=== Data excerpts ===

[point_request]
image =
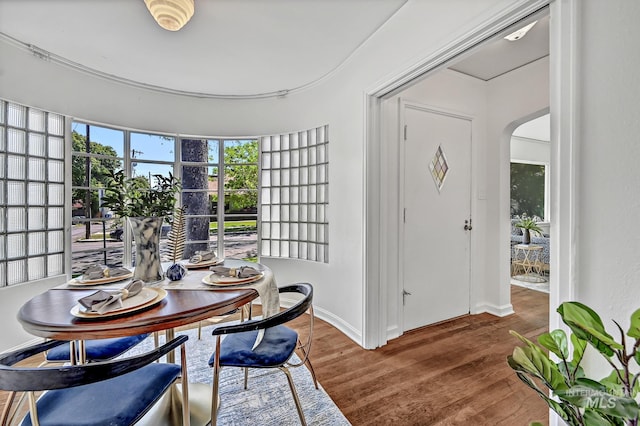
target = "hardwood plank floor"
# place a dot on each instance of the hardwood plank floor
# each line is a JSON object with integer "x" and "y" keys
{"x": 452, "y": 373}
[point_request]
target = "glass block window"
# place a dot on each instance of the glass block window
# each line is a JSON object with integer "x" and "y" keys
{"x": 32, "y": 178}
{"x": 294, "y": 197}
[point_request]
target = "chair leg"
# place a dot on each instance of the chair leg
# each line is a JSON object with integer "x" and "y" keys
{"x": 216, "y": 384}
{"x": 295, "y": 395}
{"x": 7, "y": 407}
{"x": 186, "y": 412}
{"x": 307, "y": 361}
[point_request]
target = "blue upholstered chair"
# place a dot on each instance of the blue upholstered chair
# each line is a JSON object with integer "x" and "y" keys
{"x": 117, "y": 392}
{"x": 274, "y": 351}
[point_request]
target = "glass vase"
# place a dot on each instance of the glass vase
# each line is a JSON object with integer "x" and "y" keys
{"x": 146, "y": 234}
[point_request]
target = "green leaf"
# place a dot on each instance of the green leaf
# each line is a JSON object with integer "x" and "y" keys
{"x": 556, "y": 342}
{"x": 564, "y": 410}
{"x": 535, "y": 363}
{"x": 634, "y": 327}
{"x": 579, "y": 346}
{"x": 593, "y": 418}
{"x": 613, "y": 384}
{"x": 590, "y": 394}
{"x": 587, "y": 325}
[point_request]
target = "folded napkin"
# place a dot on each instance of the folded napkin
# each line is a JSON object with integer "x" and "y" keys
{"x": 96, "y": 272}
{"x": 104, "y": 301}
{"x": 202, "y": 256}
{"x": 241, "y": 272}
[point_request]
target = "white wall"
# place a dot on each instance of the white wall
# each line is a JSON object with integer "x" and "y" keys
{"x": 418, "y": 30}
{"x": 492, "y": 113}
{"x": 525, "y": 150}
{"x": 608, "y": 177}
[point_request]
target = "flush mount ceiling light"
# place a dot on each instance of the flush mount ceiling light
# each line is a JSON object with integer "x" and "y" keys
{"x": 171, "y": 14}
{"x": 517, "y": 35}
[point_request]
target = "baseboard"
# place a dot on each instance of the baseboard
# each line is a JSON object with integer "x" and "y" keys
{"x": 499, "y": 311}
{"x": 327, "y": 316}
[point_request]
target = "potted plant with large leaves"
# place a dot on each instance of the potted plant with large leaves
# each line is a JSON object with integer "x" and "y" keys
{"x": 575, "y": 397}
{"x": 145, "y": 205}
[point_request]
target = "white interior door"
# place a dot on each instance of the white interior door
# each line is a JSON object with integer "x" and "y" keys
{"x": 436, "y": 197}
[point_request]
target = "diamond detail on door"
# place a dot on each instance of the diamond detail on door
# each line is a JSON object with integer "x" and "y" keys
{"x": 439, "y": 168}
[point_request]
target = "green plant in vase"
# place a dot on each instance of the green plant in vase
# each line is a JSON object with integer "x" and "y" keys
{"x": 175, "y": 243}
{"x": 577, "y": 398}
{"x": 146, "y": 205}
{"x": 528, "y": 226}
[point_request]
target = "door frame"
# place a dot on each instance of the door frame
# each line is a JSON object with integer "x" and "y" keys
{"x": 564, "y": 36}
{"x": 402, "y": 105}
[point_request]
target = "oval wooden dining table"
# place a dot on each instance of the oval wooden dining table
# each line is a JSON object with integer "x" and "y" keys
{"x": 49, "y": 315}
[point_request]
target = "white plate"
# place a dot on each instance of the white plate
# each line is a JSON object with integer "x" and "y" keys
{"x": 213, "y": 279}
{"x": 146, "y": 298}
{"x": 106, "y": 280}
{"x": 211, "y": 262}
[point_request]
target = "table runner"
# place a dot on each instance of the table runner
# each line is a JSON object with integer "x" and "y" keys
{"x": 265, "y": 286}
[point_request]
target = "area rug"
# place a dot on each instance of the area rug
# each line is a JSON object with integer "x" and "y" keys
{"x": 267, "y": 401}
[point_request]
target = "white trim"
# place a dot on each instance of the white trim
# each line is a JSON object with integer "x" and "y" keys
{"x": 330, "y": 318}
{"x": 565, "y": 143}
{"x": 499, "y": 311}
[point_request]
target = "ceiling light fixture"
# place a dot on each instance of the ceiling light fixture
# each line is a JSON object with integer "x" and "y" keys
{"x": 517, "y": 35}
{"x": 171, "y": 14}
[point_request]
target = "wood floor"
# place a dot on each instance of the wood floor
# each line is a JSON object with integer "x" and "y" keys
{"x": 453, "y": 373}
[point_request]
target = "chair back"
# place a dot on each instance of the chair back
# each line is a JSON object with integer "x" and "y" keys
{"x": 305, "y": 289}
{"x": 61, "y": 377}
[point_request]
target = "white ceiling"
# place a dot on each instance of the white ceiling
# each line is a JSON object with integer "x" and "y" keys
{"x": 501, "y": 56}
{"x": 230, "y": 47}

===

About this task: Look through the data and gather every line with the string "plank" in it.

Exercise result:
target = "hardwood plank floor"
# place a dot on each instance of the hardwood plank floor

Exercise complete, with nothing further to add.